• Exercise:
Nothing but an exact copy is wanted here: the line with "Target: blue sky" and all the lines that follow it in the entries below.

• Data for the task:
◆ ◆ ◆
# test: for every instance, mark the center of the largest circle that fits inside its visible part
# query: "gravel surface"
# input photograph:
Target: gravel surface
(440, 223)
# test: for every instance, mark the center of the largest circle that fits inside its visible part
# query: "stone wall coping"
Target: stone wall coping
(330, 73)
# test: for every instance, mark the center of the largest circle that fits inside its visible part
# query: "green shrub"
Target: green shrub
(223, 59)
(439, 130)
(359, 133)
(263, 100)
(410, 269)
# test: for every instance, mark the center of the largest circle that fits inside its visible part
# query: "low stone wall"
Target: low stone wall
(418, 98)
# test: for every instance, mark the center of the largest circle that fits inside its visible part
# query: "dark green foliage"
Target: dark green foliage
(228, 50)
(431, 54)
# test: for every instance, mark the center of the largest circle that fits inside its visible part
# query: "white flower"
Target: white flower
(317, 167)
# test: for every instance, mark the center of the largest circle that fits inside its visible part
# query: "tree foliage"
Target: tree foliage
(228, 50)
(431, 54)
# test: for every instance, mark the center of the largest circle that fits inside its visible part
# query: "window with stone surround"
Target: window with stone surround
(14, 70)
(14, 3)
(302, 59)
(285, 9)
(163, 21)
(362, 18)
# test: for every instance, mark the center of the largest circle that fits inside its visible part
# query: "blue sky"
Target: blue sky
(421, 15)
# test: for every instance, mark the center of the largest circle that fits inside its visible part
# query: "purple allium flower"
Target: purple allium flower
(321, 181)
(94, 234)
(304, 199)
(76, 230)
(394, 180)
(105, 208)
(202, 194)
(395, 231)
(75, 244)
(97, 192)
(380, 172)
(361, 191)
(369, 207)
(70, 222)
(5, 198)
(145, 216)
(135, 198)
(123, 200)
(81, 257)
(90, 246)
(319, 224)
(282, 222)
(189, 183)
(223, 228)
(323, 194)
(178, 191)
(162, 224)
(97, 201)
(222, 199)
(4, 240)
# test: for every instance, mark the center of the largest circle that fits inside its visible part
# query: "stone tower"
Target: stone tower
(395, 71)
◆ ◆ ◆
• Task answer:
Target: blue sky
(421, 15)
# test: for every instance, mark the center of the largest circle that fits inside its visible part
# query: "purple allium flower"
Target: purple allium flower
(321, 181)
(94, 234)
(304, 199)
(76, 230)
(394, 180)
(105, 208)
(202, 194)
(395, 231)
(75, 244)
(97, 192)
(380, 172)
(361, 191)
(369, 207)
(70, 222)
(5, 198)
(145, 216)
(135, 198)
(123, 200)
(81, 257)
(90, 246)
(319, 224)
(282, 222)
(189, 183)
(223, 228)
(323, 194)
(178, 191)
(162, 224)
(97, 201)
(222, 199)
(4, 240)
# test: for every instance, mark the center of the largest circle that fits inside its visible part
# query: "stone tower"
Target: stone tower
(395, 71)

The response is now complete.